**YOUR TASK:** Recast every line of the data below as a JSON list of strings, one string per line, leaving out blank lines and the pictures.

(Image location labeling data)
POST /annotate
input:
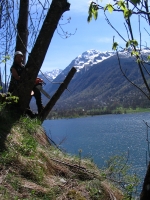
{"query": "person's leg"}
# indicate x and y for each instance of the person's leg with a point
(37, 95)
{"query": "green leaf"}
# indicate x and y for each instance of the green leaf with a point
(135, 2)
(93, 11)
(109, 7)
(131, 42)
(122, 5)
(115, 45)
(127, 13)
(148, 57)
(134, 53)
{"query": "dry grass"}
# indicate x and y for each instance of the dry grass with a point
(32, 169)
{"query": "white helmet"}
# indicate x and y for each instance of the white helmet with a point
(18, 53)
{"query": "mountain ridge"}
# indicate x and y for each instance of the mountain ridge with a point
(99, 81)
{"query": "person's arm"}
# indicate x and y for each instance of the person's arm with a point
(15, 74)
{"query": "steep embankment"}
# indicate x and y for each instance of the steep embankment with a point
(31, 168)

**FINAL RESULT:**
[
  "POST /annotate",
  "input:",
  "{\"query\": \"person's leg\"}",
  "# indicate x and y for each instance of the person's leg with a point",
  "(37, 95)",
  "{\"query\": \"green leaf\"}",
  "# indicate x and y for each instance of the green leaf with a point",
  "(135, 2)",
  "(93, 11)",
  "(109, 7)",
  "(131, 42)",
  "(122, 5)",
  "(115, 45)",
  "(127, 13)",
  "(148, 57)",
  "(134, 53)",
  "{\"query\": \"dry grass\"}",
  "# indicate x and y for each instance of the dry grass with a point",
  "(32, 169)",
  "{\"query\": \"white helmet\"}",
  "# indicate x and y for each instance of the white helmet with a point",
  "(18, 53)",
  "{\"query\": \"mountain ridge\"}",
  "# indicate x and y for each instance of the mountain ridge with a point",
  "(99, 81)",
  "{\"query\": \"person's arm\"}",
  "# indicate x and y for each instance of the person's arm with a point",
  "(15, 74)",
  "{\"query\": \"steep embankment\"}",
  "# indicate x and y for each instance of the steep embankment with a point",
  "(31, 168)"
]